Exercise description
Rewrite the listing below as a Markdown table with two columns, Row and Line, putting each line in its own numbered row and leaving out blank lines.

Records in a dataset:
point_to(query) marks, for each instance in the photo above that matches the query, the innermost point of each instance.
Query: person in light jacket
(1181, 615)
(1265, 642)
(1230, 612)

Output below
| Row | Line |
|---|---|
| 1 | point_to(query) marks, for each instance in the photo above that matches the query, the innermost point of each instance. |
| 2 | Query: person in light jacket |
| 3 | (1181, 615) |
| 4 | (1265, 642) |
| 5 | (1230, 612) |